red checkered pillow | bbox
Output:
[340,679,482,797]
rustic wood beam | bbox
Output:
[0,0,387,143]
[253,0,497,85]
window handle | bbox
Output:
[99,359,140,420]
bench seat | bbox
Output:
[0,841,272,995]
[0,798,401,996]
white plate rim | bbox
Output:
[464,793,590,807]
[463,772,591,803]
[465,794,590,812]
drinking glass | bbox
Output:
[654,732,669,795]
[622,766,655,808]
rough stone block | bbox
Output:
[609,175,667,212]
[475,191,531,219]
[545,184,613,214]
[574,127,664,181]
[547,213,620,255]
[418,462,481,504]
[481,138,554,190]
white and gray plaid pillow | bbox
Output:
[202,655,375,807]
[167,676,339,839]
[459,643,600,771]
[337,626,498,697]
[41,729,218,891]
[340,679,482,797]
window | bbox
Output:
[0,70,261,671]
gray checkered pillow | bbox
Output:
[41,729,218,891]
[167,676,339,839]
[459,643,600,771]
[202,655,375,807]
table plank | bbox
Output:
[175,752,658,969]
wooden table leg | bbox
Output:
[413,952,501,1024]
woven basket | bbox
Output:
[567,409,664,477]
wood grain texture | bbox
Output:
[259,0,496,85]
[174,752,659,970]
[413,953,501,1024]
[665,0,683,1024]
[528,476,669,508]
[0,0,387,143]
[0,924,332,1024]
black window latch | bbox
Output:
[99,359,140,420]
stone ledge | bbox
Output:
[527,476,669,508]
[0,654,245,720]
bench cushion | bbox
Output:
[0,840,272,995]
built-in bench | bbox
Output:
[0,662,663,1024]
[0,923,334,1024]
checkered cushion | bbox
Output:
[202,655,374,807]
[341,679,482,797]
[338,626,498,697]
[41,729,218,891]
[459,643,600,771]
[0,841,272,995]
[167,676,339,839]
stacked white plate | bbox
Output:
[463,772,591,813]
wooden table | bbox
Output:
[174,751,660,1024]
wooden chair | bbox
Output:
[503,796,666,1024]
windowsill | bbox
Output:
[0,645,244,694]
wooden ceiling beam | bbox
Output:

Exercise aim: Rewrite the entries from the line with "white and gray plaid pillow | bbox" up to and including the line with "[567,409,664,477]", shifting every bounding box coordinate by adding 74 to it. Reproduce all other lines in that span without change.

Response to this task:
white and gray plaid pillow | bbox
Output:
[276,729,449,881]
[241,750,413,913]
[533,717,674,845]
[411,700,572,771]
[115,803,292,965]
[414,753,556,871]
window | bbox
Output:
[74,144,335,745]
gray checkered pillow | bbox
Output:
[115,803,292,965]
[241,750,413,913]
[533,717,674,845]
[276,729,449,881]
table plank | bbox
Output:
[249,826,732,1043]
wooden table leg | bbox
Output:
[487,1026,575,1098]
woven basket | bbox
Output:
[641,483,738,551]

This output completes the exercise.